## Task description
Rewrite the entries from the line containing "Locate the white" through the end of the entries, both included, replacing "instance" with "occurrence" and leaving all other wording unchanged.

## Data rows
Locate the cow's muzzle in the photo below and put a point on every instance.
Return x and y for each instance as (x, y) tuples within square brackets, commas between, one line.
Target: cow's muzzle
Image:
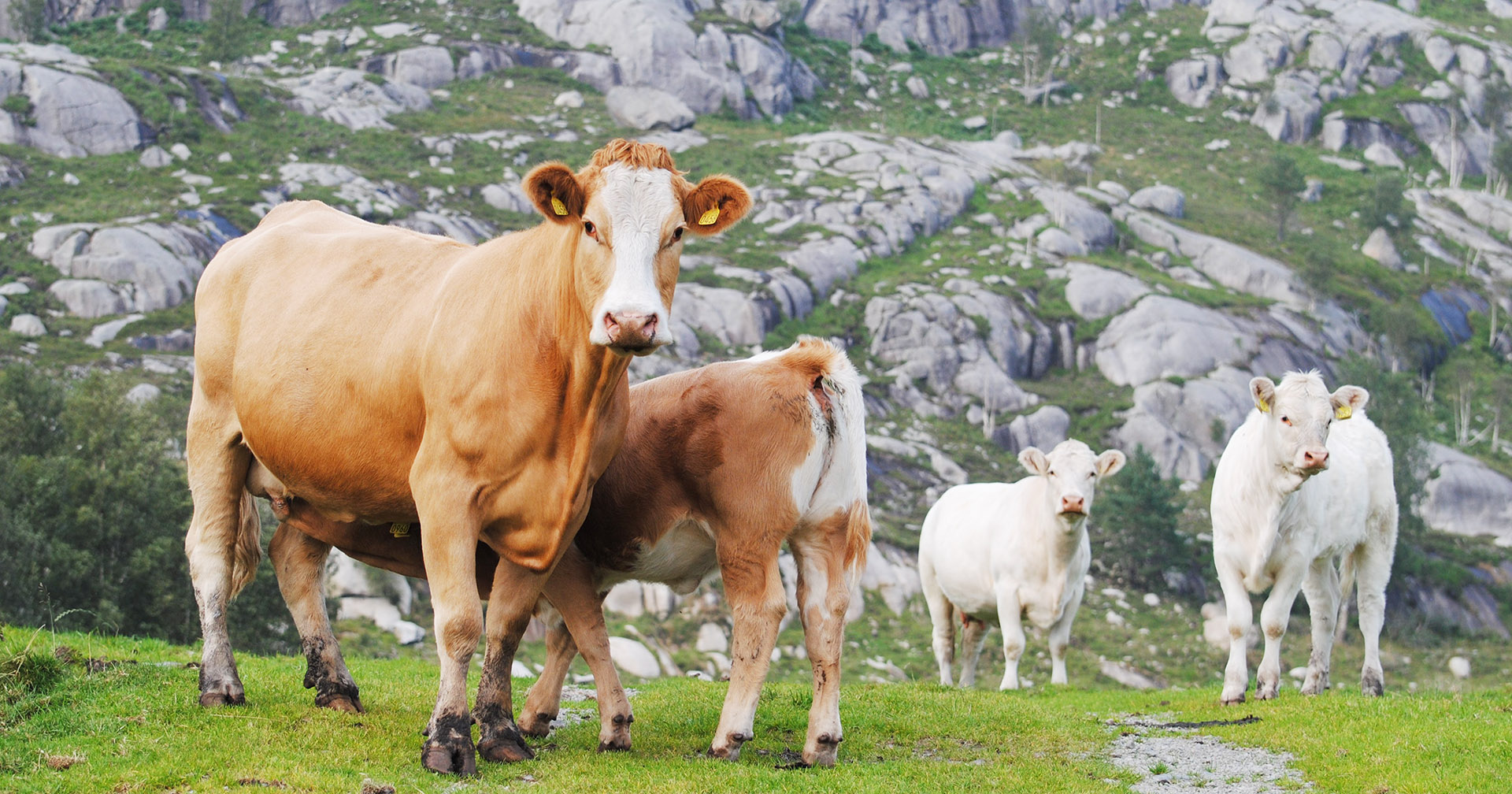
[(631, 332)]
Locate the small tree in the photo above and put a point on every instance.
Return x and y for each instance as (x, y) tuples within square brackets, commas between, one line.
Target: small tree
[(1281, 182), (1134, 539)]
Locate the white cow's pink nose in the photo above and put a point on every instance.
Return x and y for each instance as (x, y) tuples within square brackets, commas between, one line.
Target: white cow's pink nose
[(1314, 460)]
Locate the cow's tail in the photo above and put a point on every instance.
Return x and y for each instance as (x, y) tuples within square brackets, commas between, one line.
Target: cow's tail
[(246, 548), (836, 388)]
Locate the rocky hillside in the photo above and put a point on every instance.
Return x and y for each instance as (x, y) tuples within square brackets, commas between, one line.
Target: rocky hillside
[(1025, 221)]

## Exercise answer
Locate the white cow's pink nose in the photo above and put a point on every occurrence.
Return x and y for each occurrence as (x, y) tuples within square brackets, commas between, one line.
Target: white cow's pink nose
[(1314, 460)]
Locate the cow's tail in the photo above and put a point on every occurrence.
Return x and y for each occurrence as (x, y) tuples within square brackets, commas between, one line.
Target: cow's tail
[(246, 548), (836, 388)]
Locate the rocky hillside in the photo above and put a point on every occurrence.
Return x and y for each occurrence as (x, y) tuples within square brackets, commas between, one line.
Target: rocky hillside
[(1025, 221)]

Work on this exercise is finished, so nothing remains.